Provided data:
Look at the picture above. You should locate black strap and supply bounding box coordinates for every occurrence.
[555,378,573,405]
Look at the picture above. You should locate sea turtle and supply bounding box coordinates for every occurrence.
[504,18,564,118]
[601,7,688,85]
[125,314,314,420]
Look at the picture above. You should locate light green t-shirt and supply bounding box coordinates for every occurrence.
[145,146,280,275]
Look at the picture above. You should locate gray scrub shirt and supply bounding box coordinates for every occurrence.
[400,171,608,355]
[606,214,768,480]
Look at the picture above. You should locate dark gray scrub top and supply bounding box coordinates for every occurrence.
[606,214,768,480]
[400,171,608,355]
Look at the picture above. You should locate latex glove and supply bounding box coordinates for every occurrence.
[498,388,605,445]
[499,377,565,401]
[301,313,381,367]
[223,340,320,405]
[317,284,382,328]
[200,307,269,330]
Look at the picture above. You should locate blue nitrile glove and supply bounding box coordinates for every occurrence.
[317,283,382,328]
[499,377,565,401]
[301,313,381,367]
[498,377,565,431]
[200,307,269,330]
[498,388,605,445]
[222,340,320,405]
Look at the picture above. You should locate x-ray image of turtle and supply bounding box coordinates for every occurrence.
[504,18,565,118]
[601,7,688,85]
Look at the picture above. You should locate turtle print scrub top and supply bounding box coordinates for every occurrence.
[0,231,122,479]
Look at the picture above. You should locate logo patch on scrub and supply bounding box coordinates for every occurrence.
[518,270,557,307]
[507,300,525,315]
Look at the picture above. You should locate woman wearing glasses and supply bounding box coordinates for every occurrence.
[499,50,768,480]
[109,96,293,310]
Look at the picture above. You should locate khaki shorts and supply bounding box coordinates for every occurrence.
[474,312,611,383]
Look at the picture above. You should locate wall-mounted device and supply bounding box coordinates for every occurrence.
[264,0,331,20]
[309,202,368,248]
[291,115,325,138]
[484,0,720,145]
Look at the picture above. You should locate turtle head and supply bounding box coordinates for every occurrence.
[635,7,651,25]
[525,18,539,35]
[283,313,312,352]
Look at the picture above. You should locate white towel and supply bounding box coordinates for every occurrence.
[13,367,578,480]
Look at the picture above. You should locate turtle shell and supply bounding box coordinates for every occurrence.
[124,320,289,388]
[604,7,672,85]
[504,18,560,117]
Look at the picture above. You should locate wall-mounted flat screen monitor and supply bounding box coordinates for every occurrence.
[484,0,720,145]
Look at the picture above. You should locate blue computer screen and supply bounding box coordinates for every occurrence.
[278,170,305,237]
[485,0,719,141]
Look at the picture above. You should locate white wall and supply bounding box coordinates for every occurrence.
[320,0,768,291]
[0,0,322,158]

Instruction: Identify each line above that contains the word "turtle", and copy those lines out in full.

Final result:
Look at the picture above. You should locate sea turtle and supply bounding box coordinates for every occurrence.
Look at the picture above. You should locate x-ray image of turtle and supply bounding box coordinates for every occurrence.
Look at the picture above. You should locate turtle print scrub top and supply bounding box coordinates for every occurrence.
Look at the picture above. You should locate turtle head and supply bounding box coordinates for every occurrence.
Look at the picture above. You should locate turtle shell and supply bounding box coordinates for every occurrence.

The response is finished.